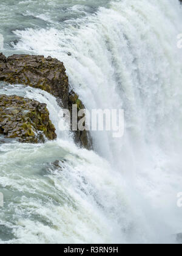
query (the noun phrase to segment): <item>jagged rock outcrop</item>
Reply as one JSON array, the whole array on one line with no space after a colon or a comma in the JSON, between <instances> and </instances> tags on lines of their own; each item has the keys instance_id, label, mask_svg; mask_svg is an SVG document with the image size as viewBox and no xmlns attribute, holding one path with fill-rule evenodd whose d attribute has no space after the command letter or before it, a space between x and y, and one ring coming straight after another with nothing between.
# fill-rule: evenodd
<instances>
[{"instance_id":1,"label":"jagged rock outcrop","mask_svg":"<svg viewBox=\"0 0 182 256\"><path fill-rule=\"evenodd\" d=\"M19 142L44 142L56 138L46 104L17 96L0 95L0 134Z\"/></svg>"},{"instance_id":2,"label":"jagged rock outcrop","mask_svg":"<svg viewBox=\"0 0 182 256\"><path fill-rule=\"evenodd\" d=\"M0 81L22 84L46 91L56 98L62 107L69 109L71 115L72 104L77 104L78 109L84 108L78 96L74 91L70 91L63 63L51 57L13 55L6 58L0 54ZM92 148L91 139L87 131L75 132L75 138L81 146Z\"/></svg>"}]
</instances>

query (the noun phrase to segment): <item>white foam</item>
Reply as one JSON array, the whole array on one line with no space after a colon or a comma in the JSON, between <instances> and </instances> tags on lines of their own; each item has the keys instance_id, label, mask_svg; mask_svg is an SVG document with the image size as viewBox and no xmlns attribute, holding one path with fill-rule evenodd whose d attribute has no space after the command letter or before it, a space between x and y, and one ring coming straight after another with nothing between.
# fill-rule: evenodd
<instances>
[{"instance_id":1,"label":"white foam","mask_svg":"<svg viewBox=\"0 0 182 256\"><path fill-rule=\"evenodd\" d=\"M4 37L0 34L0 50L4 49Z\"/></svg>"}]
</instances>

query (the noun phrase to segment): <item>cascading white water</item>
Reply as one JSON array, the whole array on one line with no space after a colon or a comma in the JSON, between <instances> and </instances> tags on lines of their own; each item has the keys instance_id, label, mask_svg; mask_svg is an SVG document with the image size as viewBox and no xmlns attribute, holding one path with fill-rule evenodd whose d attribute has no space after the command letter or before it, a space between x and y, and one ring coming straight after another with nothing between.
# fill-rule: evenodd
<instances>
[{"instance_id":1,"label":"cascading white water","mask_svg":"<svg viewBox=\"0 0 182 256\"><path fill-rule=\"evenodd\" d=\"M32 193L31 205L19 197L18 223L9 224L12 243L175 242L172 235L182 232L180 12L177 0L116 1L77 26L15 32L16 50L64 62L87 108L124 108L125 133L118 140L93 132L95 152L78 149L61 133L44 146L2 146L10 163L0 154L4 174L15 158L19 169L22 155L28 164L25 176L13 168L14 179L2 177L1 184ZM58 127L55 99L31 90L27 96L47 103ZM62 160L61 169L45 164L53 156ZM46 174L38 180L42 168Z\"/></svg>"}]
</instances>

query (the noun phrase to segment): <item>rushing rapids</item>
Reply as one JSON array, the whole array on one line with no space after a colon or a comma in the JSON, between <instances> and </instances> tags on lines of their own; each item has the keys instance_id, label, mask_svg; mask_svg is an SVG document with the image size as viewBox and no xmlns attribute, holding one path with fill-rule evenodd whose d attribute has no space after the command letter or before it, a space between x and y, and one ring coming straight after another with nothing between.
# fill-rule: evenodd
<instances>
[{"instance_id":1,"label":"rushing rapids","mask_svg":"<svg viewBox=\"0 0 182 256\"><path fill-rule=\"evenodd\" d=\"M44 144L0 144L1 243L177 243L179 1L16 2L0 3L1 51L64 62L87 108L123 108L125 131L120 140L93 132L94 151L80 149L59 130L53 95L1 84L2 94L46 103L58 135Z\"/></svg>"}]
</instances>

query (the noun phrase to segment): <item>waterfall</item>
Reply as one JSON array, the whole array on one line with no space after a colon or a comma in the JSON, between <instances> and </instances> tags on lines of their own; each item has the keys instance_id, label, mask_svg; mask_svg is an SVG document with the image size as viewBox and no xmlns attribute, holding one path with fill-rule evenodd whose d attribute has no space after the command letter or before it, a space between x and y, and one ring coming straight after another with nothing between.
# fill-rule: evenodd
<instances>
[{"instance_id":1,"label":"waterfall","mask_svg":"<svg viewBox=\"0 0 182 256\"><path fill-rule=\"evenodd\" d=\"M182 232L181 12L177 0L115 1L69 24L14 31L15 51L63 61L87 108L123 108L125 129L120 140L92 132L94 151L61 132L44 145L1 146L0 185L13 188L19 203L13 224L6 209L0 221L12 243L175 242L172 234ZM46 103L58 130L52 96L12 89Z\"/></svg>"}]
</instances>

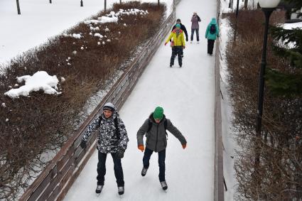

## STATED PROBLEM
Copy all the records above line for line, exactly as they appear, leaving out the pictures.

## REPLY
query (the noun phrase to segment): <item>jagged rock outcrop</item>
Reply as one JSON array, the whole array on one line with no space after a colon or a comma in the JSON, between <instances> and </instances> tags on lines of their own; each item has the keys instance_id, label, mask_svg; mask_svg is an SVG document with the image size as viewBox and no xmlns attribute, holding one path with fill-rule evenodd whose d attribute has no space after the command letter or before it, a space between x and y, and one ring coming straight after another with nothing between.
# fill-rule: evenodd
<instances>
[{"instance_id":1,"label":"jagged rock outcrop","mask_svg":"<svg viewBox=\"0 0 182 256\"><path fill-rule=\"evenodd\" d=\"M19 142L44 142L56 138L46 104L17 96L0 95L0 134Z\"/></svg>"},{"instance_id":2,"label":"jagged rock outcrop","mask_svg":"<svg viewBox=\"0 0 182 256\"><path fill-rule=\"evenodd\" d=\"M0 81L22 84L46 91L56 98L62 107L69 109L71 115L72 104L77 104L78 109L84 108L78 96L74 91L70 91L63 63L51 57L13 55L6 58L0 54ZM92 148L91 139L87 131L75 132L75 138L81 146Z\"/></svg>"}]
</instances>

query (the noun phrase to segment): <item>white foam</item>
Reply as one JSON array, the whole array on one line with no space after a colon or a comma in the JSON, between <instances> and </instances> tags on lines of their own; each item has the keys instance_id, label, mask_svg; mask_svg is an SVG document with the image size as viewBox and no xmlns attribute, holding one path with fill-rule evenodd whose d attribute has no space after the command letter or before it, a space between x and y, and one ring coming straight after another with nothing between.
# fill-rule: evenodd
<instances>
[{"instance_id":1,"label":"white foam","mask_svg":"<svg viewBox=\"0 0 182 256\"><path fill-rule=\"evenodd\" d=\"M4 37L0 34L0 50L4 49Z\"/></svg>"}]
</instances>

query (the noun phrase to segment): <item>cascading white water</item>
Reply as one JSON array, the whole array on one line with no space after a colon or a comma in the JSON, between <instances> and </instances> tags on lines of their own; each item has the keys instance_id, label, mask_svg; mask_svg is an SVG document with the image size as viewBox and no xmlns attribute, holding one path with fill-rule evenodd whose d attribute has no space after the command letter or before it, a space between x and y, and one ring coming straight after another with nothing between.
# fill-rule: evenodd
<instances>
[{"instance_id":1,"label":"cascading white water","mask_svg":"<svg viewBox=\"0 0 182 256\"><path fill-rule=\"evenodd\" d=\"M32 193L31 205L19 197L18 223L9 224L12 243L175 242L172 235L182 232L180 12L177 0L116 1L77 26L15 32L16 50L64 62L87 108L124 108L125 133L118 140L93 132L95 152L78 149L61 133L44 146L2 146L10 163L0 154L4 174L15 158L19 169L22 155L28 164L25 176L13 168L14 179L2 177L1 184ZM58 127L55 99L31 90L27 96L47 103ZM62 160L61 169L45 164L53 156ZM46 174L38 180L42 168Z\"/></svg>"}]
</instances>

query (the noun phrase to segment): <item>rushing rapids</item>
Reply as one JSON array, the whole array on one line with no space after a colon or a comma in the JSON, between <instances> and </instances> tags on lines of their own; each item has the keys instance_id, label, mask_svg; mask_svg is an SVG document with the image size as viewBox and no xmlns attribute, holding one path with fill-rule evenodd whose d attribute has no space after the command letter or before it, a space between x and y, and one ring coming straight after another with nothing between.
# fill-rule: evenodd
<instances>
[{"instance_id":1,"label":"rushing rapids","mask_svg":"<svg viewBox=\"0 0 182 256\"><path fill-rule=\"evenodd\" d=\"M44 144L0 144L1 243L177 243L179 1L16 2L0 3L1 51L64 62L87 108L123 108L125 131L120 140L93 132L94 151L80 149L59 130L53 95L1 84L2 94L46 103L58 135Z\"/></svg>"}]
</instances>

query (the noun phrase to segment): <item>waterfall</item>
Reply as one JSON array, the whole array on one line with no space after a colon or a comma in the JSON, between <instances> and </instances> tags on lines of their own; each item has the keys instance_id, label, mask_svg; mask_svg is an SVG document with the image size as viewBox and no xmlns attribute, holding one path with fill-rule evenodd whose d attribute has no space after the command letter or before it, a space between x and y, and one ring coming straight after another with nothing between.
# fill-rule: evenodd
<instances>
[{"instance_id":1,"label":"waterfall","mask_svg":"<svg viewBox=\"0 0 182 256\"><path fill-rule=\"evenodd\" d=\"M182 232L181 12L177 0L115 1L69 24L14 31L15 51L63 61L87 108L123 108L125 129L120 140L92 132L94 151L61 132L44 145L1 146L0 185L13 188L19 203L13 224L6 209L0 221L12 243L175 242L172 234ZM46 103L58 130L52 96L12 89Z\"/></svg>"}]
</instances>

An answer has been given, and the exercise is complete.